= Tchakpa M'brede =

Tchakpa M'brede was a journalist and politician from the Central African Republic.

== Early life and education ==
He was born into a peasants family in Marouba in 1949. M'brede studied at the University of Yaoundé, the University of Montreal and at the French Press Institute (Pantheon-Assas University). During 1986-1987 he studied at Boston University, as a fellow of the Hubert H. Humphrey Fellowship Program. M'brede founded the Union of Central African Journalists (UJCA).

== Career ==
M'brede was the national secretary of the Alliance for Democracy and Progress (ADP), but was expelled from the party in March 1993 for accepting the post as minister for primary and secondary education in the cabinet of Enoch Derant Lakoué.

REQUESTS:
a - Rewrite the rows from the line containing "of the wrought" through the line containing "M181 185L181 203L245 207L244 190Z", putting "metal railing" in place of "wrought iron railing" and leaving everything else unchanged.
b - Continue the biography of Tchakpa M'brede from where it stops.
The rows below the biography have no connection to it.

Raw rows
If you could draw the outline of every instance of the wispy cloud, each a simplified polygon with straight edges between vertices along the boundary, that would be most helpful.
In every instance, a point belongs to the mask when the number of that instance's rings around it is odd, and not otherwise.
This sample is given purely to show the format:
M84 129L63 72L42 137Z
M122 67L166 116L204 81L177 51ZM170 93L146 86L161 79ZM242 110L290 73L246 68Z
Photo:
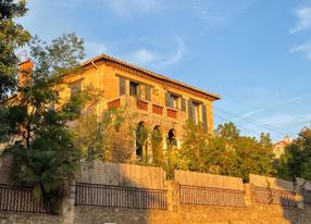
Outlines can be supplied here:
M158 67L176 64L185 55L186 47L181 37L176 37L175 42L177 47L171 53L141 48L137 51L127 53L125 59L134 64L157 65Z
M229 25L238 15L249 9L253 0L191 0L197 16L209 28L220 29Z
M164 5L158 0L97 0L102 4L110 7L120 15L130 15L133 13L150 13L164 9Z
M311 28L311 7L306 5L295 10L295 14L298 17L296 26L291 28L290 34L307 30Z
M91 42L91 41L85 42L85 52L87 58L97 57L101 53L107 53L107 54L110 53L108 47L104 43Z
M274 104L271 104L271 105L268 105L265 108L260 108L260 109L256 109L253 111L250 111L250 112L247 112L238 117L235 117L233 121L237 121L237 120L241 120L244 117L247 117L247 116L251 116L253 114L258 114L258 113L261 113L261 112L264 112L264 111L269 111L271 109L274 109L274 108L277 108L279 105L284 105L284 104L287 104L287 103L290 103L290 102L294 102L294 101L298 101L307 96L310 96L311 95L311 91L309 92L306 92L301 96L298 96L298 97L295 97L295 98L290 98L290 99L287 99L287 100L284 100L284 101L281 101L281 102L277 102L277 103L274 103Z
M306 54L307 59L311 61L311 40L306 43L295 46L289 50L290 53L300 52Z
M181 37L176 37L175 41L177 42L177 50L162 62L163 65L175 64L185 55L186 47L183 39Z
M80 5L85 0L54 0L54 3L65 8L66 10L74 10Z
M128 61L137 63L137 64L148 64L158 61L161 58L157 52L139 49L128 57Z
M288 124L291 124L293 122L301 119L300 115L297 114L286 114L286 113L279 113L274 115L269 115L266 117L260 119L259 122L262 124L268 124L273 127L284 127Z

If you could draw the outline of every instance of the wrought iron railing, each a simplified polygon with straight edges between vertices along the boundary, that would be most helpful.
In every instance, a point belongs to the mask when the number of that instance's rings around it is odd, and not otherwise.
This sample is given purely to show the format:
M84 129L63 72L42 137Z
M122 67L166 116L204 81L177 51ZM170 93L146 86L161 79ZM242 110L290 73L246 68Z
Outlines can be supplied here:
M76 184L76 206L166 209L166 191L97 184Z
M35 200L28 187L13 187L0 184L0 211L50 213L41 200Z
M302 196L303 196L304 203L311 203L311 190L303 189Z
M254 200L258 203L281 204L283 207L297 207L295 192L264 187L254 187Z
M181 185L181 203L245 207L244 190Z

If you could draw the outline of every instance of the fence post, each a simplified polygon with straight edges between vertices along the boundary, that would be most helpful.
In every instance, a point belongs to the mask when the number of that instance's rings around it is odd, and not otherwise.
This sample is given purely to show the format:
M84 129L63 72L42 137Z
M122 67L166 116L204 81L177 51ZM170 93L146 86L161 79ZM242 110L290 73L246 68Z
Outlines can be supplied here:
M179 209L179 184L175 181L165 181L166 203L169 211L178 211Z
M75 221L75 183L70 187L70 194L62 201L61 216L63 224L74 224Z
M295 199L297 201L297 206L299 209L304 209L304 202L303 202L303 186L306 184L306 179L296 177L296 187L295 187Z
M253 187L252 184L244 184L244 201L246 207L253 204Z

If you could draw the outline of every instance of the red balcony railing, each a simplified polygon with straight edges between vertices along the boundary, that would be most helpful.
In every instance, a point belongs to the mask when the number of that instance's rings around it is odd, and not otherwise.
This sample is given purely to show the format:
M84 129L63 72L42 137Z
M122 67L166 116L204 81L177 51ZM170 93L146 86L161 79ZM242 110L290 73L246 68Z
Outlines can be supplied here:
M167 116L171 119L177 119L177 111L167 109Z
M152 105L152 113L163 115L163 107L160 105Z
M120 108L121 105L121 100L116 99L116 100L112 100L110 102L107 103L108 109L115 109L115 108Z
M141 111L148 111L148 102L138 101L137 102L137 109L141 110Z

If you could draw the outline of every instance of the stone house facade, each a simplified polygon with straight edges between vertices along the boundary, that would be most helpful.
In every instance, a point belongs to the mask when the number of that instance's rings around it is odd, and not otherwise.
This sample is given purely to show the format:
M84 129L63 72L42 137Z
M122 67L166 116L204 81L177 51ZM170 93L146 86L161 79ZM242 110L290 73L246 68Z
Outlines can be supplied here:
M195 88L178 80L156 74L112 57L101 54L83 63L83 72L66 76L65 95L91 85L103 91L96 113L109 109L130 107L137 114L137 125L163 135L167 142L181 146L183 126L187 120L201 123L208 133L213 132L213 101L219 95ZM142 155L136 149L136 155Z

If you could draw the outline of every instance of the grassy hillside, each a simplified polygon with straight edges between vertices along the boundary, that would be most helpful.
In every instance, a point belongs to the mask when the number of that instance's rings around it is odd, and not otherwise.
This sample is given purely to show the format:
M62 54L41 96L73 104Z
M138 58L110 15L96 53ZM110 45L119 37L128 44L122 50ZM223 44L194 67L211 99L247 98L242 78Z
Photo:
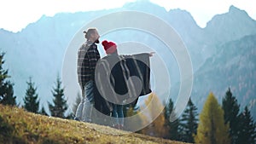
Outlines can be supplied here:
M46 117L0 105L0 143L173 143L110 127Z

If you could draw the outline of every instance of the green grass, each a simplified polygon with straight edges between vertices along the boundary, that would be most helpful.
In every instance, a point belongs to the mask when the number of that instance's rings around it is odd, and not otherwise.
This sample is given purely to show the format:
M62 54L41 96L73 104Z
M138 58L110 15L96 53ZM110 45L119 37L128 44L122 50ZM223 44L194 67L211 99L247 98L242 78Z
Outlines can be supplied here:
M0 143L173 143L110 127L47 117L0 105Z

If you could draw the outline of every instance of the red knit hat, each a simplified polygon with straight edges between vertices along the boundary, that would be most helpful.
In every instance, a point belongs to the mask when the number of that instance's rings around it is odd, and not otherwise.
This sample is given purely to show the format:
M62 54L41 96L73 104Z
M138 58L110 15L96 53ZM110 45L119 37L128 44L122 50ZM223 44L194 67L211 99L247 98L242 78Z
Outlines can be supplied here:
M117 45L113 42L104 40L102 44L104 47L106 54L112 54L116 51Z

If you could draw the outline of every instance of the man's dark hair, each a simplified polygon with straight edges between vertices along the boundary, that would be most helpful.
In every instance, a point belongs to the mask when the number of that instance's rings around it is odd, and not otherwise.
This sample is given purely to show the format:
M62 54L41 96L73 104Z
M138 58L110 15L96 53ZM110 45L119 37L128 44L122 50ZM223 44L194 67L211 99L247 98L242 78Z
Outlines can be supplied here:
M84 31L84 33L85 34L85 35L84 35L84 37L88 40L88 39L90 38L90 35L91 35L92 33L94 33L96 30L96 28L89 28L89 29L87 30L87 32L86 32L86 31Z

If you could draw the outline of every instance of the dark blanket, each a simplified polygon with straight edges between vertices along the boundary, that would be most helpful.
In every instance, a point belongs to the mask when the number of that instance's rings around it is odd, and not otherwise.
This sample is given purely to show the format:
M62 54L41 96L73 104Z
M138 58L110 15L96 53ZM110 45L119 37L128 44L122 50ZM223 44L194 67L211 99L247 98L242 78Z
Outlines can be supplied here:
M109 55L98 61L96 69L95 107L104 114L112 111L112 102L122 103L133 100L137 104L139 96L151 93L150 63L148 54L132 55ZM129 81L131 77L139 81ZM139 86L142 89L139 89ZM128 90L130 88L130 91ZM101 92L100 92L101 91Z

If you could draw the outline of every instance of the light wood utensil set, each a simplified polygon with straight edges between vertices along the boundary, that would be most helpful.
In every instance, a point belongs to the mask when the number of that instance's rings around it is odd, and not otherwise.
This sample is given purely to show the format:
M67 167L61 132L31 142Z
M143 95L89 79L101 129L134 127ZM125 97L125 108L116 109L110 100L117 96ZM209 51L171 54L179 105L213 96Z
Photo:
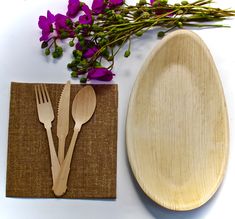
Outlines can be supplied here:
M67 190L67 181L70 172L70 164L73 156L75 143L78 133L83 124L88 122L96 108L96 94L92 86L85 86L78 91L72 103L72 116L75 121L73 136L66 153L65 140L69 132L69 102L70 102L70 82L68 82L61 93L58 117L57 117L57 137L59 140L58 156L55 150L52 134L51 123L54 120L54 112L50 101L49 93L45 84L35 86L36 104L38 118L47 132L53 187L52 190L56 196L62 196Z

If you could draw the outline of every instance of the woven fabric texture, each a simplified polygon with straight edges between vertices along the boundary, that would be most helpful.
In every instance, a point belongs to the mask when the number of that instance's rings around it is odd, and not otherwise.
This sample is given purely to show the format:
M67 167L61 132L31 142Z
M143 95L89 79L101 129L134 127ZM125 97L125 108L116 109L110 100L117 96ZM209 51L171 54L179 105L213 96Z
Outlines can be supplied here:
M11 84L7 197L53 198L49 146L38 120L34 85ZM57 151L57 107L62 84L46 84L55 114L52 135ZM117 85L92 85L97 98L94 115L82 126L71 162L67 192L63 198L115 198L117 160ZM73 98L82 85L71 85ZM71 107L70 107L71 109ZM73 134L70 129L66 150Z

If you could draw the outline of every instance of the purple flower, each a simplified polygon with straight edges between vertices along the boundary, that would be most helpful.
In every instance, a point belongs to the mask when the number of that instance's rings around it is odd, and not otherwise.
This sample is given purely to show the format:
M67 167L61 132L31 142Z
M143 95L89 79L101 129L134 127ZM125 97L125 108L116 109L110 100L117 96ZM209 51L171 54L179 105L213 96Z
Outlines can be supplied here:
M40 41L46 41L49 35L53 32L52 24L55 22L55 16L48 10L47 17L40 16L38 21L38 26L42 30L42 36Z
M68 21L71 21L68 16L65 16L63 14L55 15L55 29L60 37L62 37L62 34L64 33L66 33L70 37L74 36L73 30L71 29L71 27L68 26Z
M76 43L75 48L76 48L76 50L82 51L82 46L81 46L80 42Z
M92 68L88 71L88 79L96 79L100 81L111 81L113 79L113 73L107 68Z
M66 15L68 17L74 18L80 11L80 1L79 0L69 0L68 11Z
M94 0L92 2L92 11L94 14L100 14L104 12L104 9L106 8L107 4L105 0Z
M116 6L120 6L123 5L124 0L109 0L109 5L111 7L116 7Z
M85 3L82 5L82 11L85 14L79 17L80 24L92 24L92 11Z
M86 52L84 52L83 56L84 58L91 58L99 49L94 46L92 48L89 48Z

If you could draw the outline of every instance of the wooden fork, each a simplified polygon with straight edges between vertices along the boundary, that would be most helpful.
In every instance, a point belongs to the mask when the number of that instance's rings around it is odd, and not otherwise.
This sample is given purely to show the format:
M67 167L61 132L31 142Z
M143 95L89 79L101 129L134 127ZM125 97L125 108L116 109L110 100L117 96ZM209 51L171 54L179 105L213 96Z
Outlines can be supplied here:
M47 138L49 142L50 156L51 156L51 171L53 185L60 171L60 163L55 151L55 146L51 134L51 122L54 120L54 112L51 104L51 100L45 84L35 85L35 95L37 103L38 118L47 132Z

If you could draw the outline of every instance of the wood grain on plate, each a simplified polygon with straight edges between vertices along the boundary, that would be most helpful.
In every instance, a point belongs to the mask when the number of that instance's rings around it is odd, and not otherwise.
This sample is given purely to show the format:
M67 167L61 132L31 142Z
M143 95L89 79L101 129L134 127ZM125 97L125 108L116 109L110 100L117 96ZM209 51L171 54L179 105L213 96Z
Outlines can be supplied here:
M169 34L135 82L126 124L129 162L158 204L190 210L219 187L228 159L228 119L211 54L193 32Z

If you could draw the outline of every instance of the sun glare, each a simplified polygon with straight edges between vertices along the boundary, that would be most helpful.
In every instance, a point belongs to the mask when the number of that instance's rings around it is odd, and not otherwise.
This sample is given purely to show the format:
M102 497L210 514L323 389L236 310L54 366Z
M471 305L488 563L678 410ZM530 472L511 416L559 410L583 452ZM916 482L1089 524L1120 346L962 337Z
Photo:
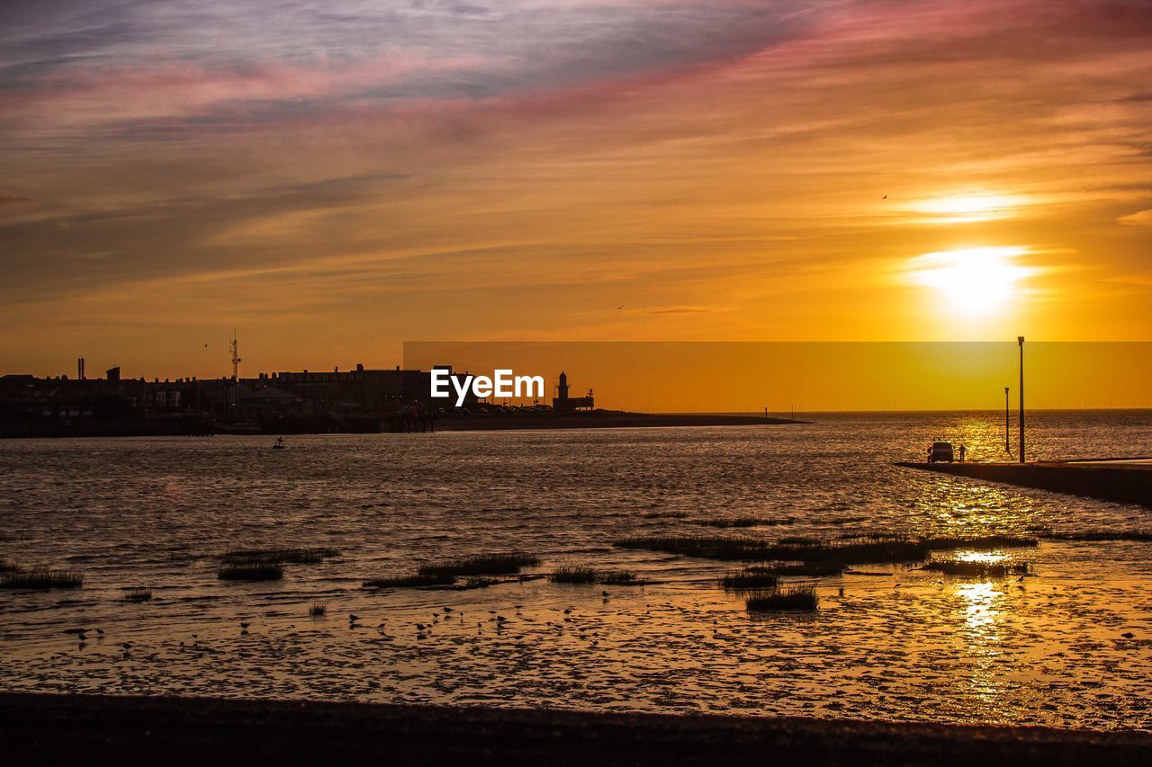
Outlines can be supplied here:
M1036 272L1016 263L1025 248L965 248L924 253L911 259L914 284L934 288L957 311L988 314L1017 291L1017 283Z
M1028 204L1028 199L1014 195L954 195L916 203L912 210L932 217L933 223L967 223L1005 219Z

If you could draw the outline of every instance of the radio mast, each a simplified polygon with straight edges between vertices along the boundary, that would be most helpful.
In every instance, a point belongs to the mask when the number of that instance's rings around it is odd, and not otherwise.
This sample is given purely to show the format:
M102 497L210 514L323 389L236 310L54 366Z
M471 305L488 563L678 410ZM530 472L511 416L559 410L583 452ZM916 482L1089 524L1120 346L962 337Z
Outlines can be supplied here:
M240 359L240 355L238 355L240 348L237 345L235 328L233 328L233 331L232 331L232 343L229 345L232 347L232 382L233 384L238 384L240 382L240 363L241 363L241 359Z

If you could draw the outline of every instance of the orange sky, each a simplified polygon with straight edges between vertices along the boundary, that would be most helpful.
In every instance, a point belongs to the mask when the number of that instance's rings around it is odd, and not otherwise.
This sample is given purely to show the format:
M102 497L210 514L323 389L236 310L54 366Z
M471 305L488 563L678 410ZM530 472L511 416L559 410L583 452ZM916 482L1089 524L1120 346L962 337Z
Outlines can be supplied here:
M234 5L0 21L0 372L1152 339L1146 2Z

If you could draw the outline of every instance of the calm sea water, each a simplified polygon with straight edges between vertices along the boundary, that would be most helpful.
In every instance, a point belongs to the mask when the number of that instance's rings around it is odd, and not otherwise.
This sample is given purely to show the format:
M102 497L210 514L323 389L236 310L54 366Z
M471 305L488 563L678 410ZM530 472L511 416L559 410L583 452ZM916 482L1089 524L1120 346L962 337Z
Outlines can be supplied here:
M268 438L3 441L0 557L85 583L0 592L0 688L1152 729L1152 544L988 552L1031 562L1024 583L867 565L820 580L818 612L768 616L718 586L725 563L612 547L708 530L654 512L797 518L740 531L768 539L1152 526L1138 507L892 465L938 436L1002 460L1001 413L814 418L296 436L280 451ZM1152 413L1036 413L1029 448L1152 455ZM266 546L341 555L275 583L217 579L215 555ZM528 572L653 583L607 598L543 579L361 587L508 549L543 557ZM124 601L134 586L153 599ZM325 617L309 617L314 602Z

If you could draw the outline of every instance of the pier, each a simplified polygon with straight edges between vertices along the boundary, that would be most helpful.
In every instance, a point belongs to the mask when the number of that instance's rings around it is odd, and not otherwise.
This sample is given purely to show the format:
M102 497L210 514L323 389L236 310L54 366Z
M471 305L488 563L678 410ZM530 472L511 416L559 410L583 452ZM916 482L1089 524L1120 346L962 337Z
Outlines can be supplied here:
M1152 458L1096 458L1032 463L900 461L896 462L896 465L1152 508Z

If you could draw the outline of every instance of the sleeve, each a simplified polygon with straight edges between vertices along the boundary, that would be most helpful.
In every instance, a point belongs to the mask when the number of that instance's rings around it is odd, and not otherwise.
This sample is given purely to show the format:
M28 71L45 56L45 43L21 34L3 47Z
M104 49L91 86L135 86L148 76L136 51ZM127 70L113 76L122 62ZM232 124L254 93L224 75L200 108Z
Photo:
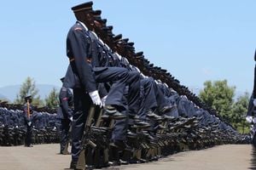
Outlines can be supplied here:
M87 62L90 50L90 37L80 27L70 30L67 39L67 56L74 58L79 79L87 92L96 90L91 67ZM73 56L69 56L70 53Z
M101 98L103 98L108 95L108 91L104 83L99 83L98 91Z

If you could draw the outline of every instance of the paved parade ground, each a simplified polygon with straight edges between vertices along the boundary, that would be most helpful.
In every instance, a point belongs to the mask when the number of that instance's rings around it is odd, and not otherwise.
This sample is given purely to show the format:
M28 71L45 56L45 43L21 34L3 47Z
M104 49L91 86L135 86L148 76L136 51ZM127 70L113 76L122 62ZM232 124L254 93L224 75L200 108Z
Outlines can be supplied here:
M0 147L0 170L63 170L69 167L71 156L58 155L59 144ZM254 169L253 150L249 144L221 145L198 151L180 152L158 162L132 164L112 170L245 170ZM256 169L256 168L255 168Z

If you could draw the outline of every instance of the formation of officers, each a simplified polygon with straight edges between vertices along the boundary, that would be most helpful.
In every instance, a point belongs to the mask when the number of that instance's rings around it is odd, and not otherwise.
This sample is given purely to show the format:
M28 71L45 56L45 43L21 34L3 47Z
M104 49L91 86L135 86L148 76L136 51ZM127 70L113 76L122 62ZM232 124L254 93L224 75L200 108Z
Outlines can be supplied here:
M31 96L25 98L24 105L0 102L1 146L24 144L32 147L32 144L60 141L61 122L57 115L47 110L34 110L31 102Z
M105 35L96 34L105 30L109 36L109 27L103 27L106 20L99 17L90 20L90 4L73 8L80 20L67 34L70 64L61 79L60 107L54 114L61 121L54 118L52 123L61 133L61 154L69 154L72 139L71 169L143 163L180 150L249 142L214 110L144 76L115 46L109 48L101 38ZM148 64L145 68L150 69ZM23 114L26 146L31 146L32 128L46 126L41 125L44 119L36 122L44 114L33 111L30 104L26 98L23 110L0 108L1 115Z
M96 33L104 21L78 11L77 18L87 20L68 31L70 64L60 94L63 150L72 122L71 169L146 162L180 150L246 141L215 112L144 76Z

RESPONSES TO THE EXERCISE:
a -
If you could draw the outline of every instance of the metal railing, each a simplified polygon with straight edges between vertices along the boundary, that would be most helpful.
In every instance, a point belongs to the mask when the number of that instance's rings around it is odd, and not otherwise.
This sample is given purely to show the format:
M84 129L63 72L42 137Z
M122 67L166 116L204 81L177 51ZM170 93L146 86L161 79ZM242 110L290 73L246 68Z
Outlines can be supplied here:
M76 184L76 206L166 209L166 191L97 184Z
M35 200L28 187L13 187L0 184L0 211L50 213L41 200Z
M302 196L303 196L304 203L311 203L311 190L303 189Z
M254 200L258 203L281 204L283 207L297 207L295 192L264 187L254 187Z
M181 185L181 203L245 207L244 190Z

b -
As of 2007 he served as deputy chairman of the National Disarmament, Demobilization and Reintegration Commission (CNDDR).

== Death ==
M'brede died in 2018. At the time of his death he was the president of the Audio-Visual Commission of the High Council for Communication. President Faustin-Archange Touadéra posthumously awarded him with the Order of Central African Recognition, with the degree of commander.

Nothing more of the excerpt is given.